===== Information
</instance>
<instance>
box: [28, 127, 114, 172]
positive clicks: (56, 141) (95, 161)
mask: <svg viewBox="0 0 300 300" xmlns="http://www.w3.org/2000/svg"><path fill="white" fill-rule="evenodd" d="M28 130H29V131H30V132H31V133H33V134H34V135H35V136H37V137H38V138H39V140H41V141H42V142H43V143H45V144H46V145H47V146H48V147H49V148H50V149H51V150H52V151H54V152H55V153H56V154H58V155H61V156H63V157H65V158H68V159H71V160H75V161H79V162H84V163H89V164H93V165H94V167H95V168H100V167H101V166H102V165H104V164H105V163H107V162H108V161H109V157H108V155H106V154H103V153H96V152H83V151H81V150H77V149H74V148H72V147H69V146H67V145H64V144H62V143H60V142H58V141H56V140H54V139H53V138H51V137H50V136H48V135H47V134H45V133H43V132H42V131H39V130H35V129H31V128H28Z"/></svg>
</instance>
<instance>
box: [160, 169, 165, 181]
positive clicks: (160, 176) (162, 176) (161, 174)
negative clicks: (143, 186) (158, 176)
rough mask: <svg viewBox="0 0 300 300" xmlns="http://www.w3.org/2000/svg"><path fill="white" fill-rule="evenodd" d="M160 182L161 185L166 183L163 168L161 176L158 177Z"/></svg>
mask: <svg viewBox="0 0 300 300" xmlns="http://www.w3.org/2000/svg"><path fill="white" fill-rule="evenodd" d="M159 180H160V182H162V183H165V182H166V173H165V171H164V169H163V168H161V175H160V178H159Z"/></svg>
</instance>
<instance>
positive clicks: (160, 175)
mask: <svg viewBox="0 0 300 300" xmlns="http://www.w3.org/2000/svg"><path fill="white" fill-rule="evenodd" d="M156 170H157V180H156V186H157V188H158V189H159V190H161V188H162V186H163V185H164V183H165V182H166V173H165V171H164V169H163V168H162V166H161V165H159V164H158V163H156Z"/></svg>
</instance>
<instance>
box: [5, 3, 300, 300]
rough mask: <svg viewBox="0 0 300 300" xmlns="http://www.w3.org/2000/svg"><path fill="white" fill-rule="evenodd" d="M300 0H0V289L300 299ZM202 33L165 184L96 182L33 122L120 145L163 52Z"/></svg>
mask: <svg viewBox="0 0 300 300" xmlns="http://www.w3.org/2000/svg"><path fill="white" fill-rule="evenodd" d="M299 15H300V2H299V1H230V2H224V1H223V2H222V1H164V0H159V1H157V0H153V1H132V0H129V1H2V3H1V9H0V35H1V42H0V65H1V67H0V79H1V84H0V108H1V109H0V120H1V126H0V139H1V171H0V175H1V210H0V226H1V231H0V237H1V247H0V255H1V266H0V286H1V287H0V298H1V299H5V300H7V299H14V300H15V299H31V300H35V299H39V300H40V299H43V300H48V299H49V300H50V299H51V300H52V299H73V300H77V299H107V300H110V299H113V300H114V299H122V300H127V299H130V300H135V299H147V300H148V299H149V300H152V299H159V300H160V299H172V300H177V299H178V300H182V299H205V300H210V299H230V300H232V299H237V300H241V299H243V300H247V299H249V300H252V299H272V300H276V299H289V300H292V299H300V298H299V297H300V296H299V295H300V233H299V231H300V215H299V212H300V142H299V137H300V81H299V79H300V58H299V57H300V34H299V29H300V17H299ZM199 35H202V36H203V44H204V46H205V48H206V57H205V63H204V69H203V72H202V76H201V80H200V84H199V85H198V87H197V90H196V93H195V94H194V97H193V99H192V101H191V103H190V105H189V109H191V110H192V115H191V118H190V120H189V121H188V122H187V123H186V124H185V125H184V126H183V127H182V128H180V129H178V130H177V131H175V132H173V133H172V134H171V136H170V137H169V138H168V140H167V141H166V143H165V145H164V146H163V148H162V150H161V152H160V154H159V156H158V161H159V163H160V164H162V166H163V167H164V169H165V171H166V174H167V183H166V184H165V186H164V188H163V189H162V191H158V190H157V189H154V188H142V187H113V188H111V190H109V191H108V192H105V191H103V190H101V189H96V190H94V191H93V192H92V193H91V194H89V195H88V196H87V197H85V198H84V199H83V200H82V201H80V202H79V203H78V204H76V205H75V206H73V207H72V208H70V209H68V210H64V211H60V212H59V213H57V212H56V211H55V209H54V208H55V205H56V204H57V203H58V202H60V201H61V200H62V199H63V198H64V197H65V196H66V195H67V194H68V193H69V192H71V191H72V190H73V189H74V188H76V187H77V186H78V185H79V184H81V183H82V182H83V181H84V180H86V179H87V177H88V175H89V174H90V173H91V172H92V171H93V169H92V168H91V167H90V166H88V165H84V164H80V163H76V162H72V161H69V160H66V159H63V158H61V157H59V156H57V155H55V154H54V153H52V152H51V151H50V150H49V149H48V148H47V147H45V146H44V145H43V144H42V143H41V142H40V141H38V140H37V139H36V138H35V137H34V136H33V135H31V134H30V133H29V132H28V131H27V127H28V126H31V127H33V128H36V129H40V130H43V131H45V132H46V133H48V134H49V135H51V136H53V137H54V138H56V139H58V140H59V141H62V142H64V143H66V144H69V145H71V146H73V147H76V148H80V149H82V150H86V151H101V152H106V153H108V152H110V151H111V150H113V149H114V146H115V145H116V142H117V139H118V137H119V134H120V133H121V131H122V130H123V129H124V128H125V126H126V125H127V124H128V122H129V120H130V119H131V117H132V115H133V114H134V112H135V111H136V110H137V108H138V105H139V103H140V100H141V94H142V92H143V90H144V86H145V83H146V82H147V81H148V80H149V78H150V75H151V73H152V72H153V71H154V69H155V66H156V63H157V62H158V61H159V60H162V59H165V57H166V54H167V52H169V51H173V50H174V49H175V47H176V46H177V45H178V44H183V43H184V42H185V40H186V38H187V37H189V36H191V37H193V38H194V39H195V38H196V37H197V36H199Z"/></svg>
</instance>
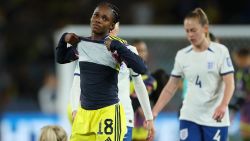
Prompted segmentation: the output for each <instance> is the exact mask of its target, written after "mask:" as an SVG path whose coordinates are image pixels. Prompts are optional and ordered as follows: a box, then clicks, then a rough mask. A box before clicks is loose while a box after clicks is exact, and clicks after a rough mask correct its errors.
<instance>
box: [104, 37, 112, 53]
mask: <svg viewBox="0 0 250 141" xmlns="http://www.w3.org/2000/svg"><path fill="white" fill-rule="evenodd" d="M111 42H112V40H111V39H110V38H107V39H106V40H105V42H104V44H105V45H106V47H107V49H108V51H110V45H111Z"/></svg>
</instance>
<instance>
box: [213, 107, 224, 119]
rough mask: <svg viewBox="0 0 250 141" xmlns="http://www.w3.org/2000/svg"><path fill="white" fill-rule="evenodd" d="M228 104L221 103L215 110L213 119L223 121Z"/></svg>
mask: <svg viewBox="0 0 250 141" xmlns="http://www.w3.org/2000/svg"><path fill="white" fill-rule="evenodd" d="M226 109H227V105H219V106H218V107H217V108H216V109H215V112H214V115H213V119H214V120H216V121H217V122H221V120H222V118H223V117H224V115H225V112H226Z"/></svg>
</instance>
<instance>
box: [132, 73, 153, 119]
mask: <svg viewBox="0 0 250 141" xmlns="http://www.w3.org/2000/svg"><path fill="white" fill-rule="evenodd" d="M130 74H131V76H132V82H133V84H134V86H135V92H136V94H137V97H138V100H139V102H140V104H141V107H142V110H143V112H144V115H145V118H146V120H153V114H152V110H151V106H150V102H149V97H148V91H147V88H146V86H145V84H144V82H143V80H142V77H141V75H139V74H137V73H135V72H134V71H133V70H132V69H130Z"/></svg>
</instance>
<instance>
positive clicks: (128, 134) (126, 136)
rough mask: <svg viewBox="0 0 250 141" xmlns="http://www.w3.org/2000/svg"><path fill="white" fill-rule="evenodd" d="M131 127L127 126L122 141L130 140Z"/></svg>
mask: <svg viewBox="0 0 250 141" xmlns="http://www.w3.org/2000/svg"><path fill="white" fill-rule="evenodd" d="M132 129H133V128H132V127H128V126H127V133H126V134H125V136H124V138H123V141H132Z"/></svg>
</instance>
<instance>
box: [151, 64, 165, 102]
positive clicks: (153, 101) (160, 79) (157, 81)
mask: <svg viewBox="0 0 250 141" xmlns="http://www.w3.org/2000/svg"><path fill="white" fill-rule="evenodd" d="M152 76H153V77H154V78H155V80H156V82H157V87H156V90H154V91H153V92H152V93H151V94H150V95H149V98H150V101H151V102H152V105H155V104H156V102H157V100H158V98H159V96H160V93H161V91H162V89H163V88H164V86H165V85H166V83H167V82H168V79H169V75H168V74H167V73H166V71H165V70H163V69H157V70H156V71H154V72H153V73H152Z"/></svg>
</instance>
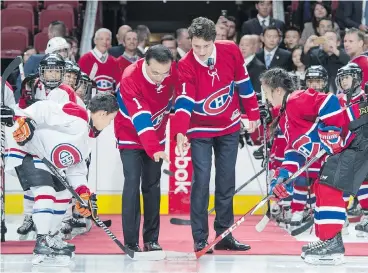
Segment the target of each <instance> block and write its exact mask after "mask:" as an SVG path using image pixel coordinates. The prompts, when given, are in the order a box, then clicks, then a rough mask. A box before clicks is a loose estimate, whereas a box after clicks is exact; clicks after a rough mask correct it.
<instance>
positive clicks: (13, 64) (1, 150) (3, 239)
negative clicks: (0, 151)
mask: <svg viewBox="0 0 368 273" xmlns="http://www.w3.org/2000/svg"><path fill="white" fill-rule="evenodd" d="M21 63H22V57H20V56H18V57H16V58H15V59H14V60H13V61H12V62H11V63H10V64H9V65H8V67H7V68H6V69H5V71H4V73H3V75H2V76H1V106H4V105H5V101H4V100H5V84H6V81H7V80H8V78H9V76H10V75H11V73H13V71H14V70H15V69H16V68H17V67H18V66H19V65H20V64H21ZM4 156H5V124H4V123H1V165H0V167H1V171H0V175H1V182H0V186H1V189H0V195H1V197H0V199H1V201H0V202H1V210H0V213H1V242H5V233H6V232H7V228H6V225H5V162H4V160H5V158H4Z"/></svg>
==========
### To do
Write down exactly the span of lines above from the one containing "positive clicks: (160, 175)" to the one containing "box: [5, 3, 300, 300]", both ends included.

### Task output
positive clicks: (160, 175)
mask: <svg viewBox="0 0 300 300" xmlns="http://www.w3.org/2000/svg"><path fill="white" fill-rule="evenodd" d="M156 170H157V180H156V186H157V188H158V189H159V190H161V188H162V186H163V185H164V183H165V182H166V173H165V171H164V169H163V168H162V166H161V165H159V164H158V163H156Z"/></svg>
</instance>
<instance>
box: [5, 3, 300, 300]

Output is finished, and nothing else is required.